### [The exercise]
Could you write out the listing again, starting with the line containing "The call MUST return, for every instance of the child" and going on through the end of the listing, requests included? Rescale only the point coordinates in the answers by multiplying each by 0.4 and rounding to a whole number (halves round up), and leave the requests and their format samples unchanged.

### [Records to process]

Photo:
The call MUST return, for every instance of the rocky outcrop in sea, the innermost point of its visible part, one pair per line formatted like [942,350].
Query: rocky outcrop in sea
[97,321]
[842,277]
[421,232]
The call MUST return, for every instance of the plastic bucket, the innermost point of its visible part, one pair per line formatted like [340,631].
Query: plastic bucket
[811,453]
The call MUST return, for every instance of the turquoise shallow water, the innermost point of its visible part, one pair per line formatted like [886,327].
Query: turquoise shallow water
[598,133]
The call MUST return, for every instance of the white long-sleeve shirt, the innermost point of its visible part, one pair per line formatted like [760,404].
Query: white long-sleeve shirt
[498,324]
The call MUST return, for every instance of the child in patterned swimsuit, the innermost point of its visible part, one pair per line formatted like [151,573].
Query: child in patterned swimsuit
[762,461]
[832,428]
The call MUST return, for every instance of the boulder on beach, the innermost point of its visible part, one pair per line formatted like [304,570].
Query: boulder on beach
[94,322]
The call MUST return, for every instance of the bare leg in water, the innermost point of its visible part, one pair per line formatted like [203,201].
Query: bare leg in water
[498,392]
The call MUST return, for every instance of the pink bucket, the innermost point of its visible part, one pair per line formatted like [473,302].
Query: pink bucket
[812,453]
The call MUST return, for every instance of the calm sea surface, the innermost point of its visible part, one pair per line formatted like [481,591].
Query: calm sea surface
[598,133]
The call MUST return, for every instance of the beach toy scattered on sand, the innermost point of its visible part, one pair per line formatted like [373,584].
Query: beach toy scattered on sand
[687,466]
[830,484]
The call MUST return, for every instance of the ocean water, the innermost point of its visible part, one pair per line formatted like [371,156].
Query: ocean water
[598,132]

### [Result]
The call MUST return, for every instance of the child in patterned swimsuit, the innermost point of its visible part, one pair per line formatted like [151,573].
Query: child in patterned swimsuit
[305,184]
[333,171]
The call MUST return, for every instance of the boulder on beach, the innermost point of its visible part, one pair per line formatted like [304,570].
Query: boulder on beach
[38,129]
The call MUST return, for every instance of the bare leg in water, the innermost point of its visible part, one pair per line formatted like [203,201].
Query: bare leg in water
[199,157]
The call MUST return, for every instance of the pink bucket, the innermost point of its visible part, one pair per line formatted like [473,302].
Query: pink bucket
[325,181]
The call MUST return, for every instance of the calm sea surface, the innermost point of its visible part, one pair per line formatted like [481,591].
Query: calm sea surface
[239,53]
The call MUST return, for every instance of the beach toy scattered on sand, the innermost point of its visible part, one pair per line formatted like [373,584].
Query: beach toy scattered on sand
[275,186]
[332,194]
The call MUST return, for every instance of the ocean water, the innermost point of its visible part, one pair per line formatted like [371,156].
Query: ocean water
[239,53]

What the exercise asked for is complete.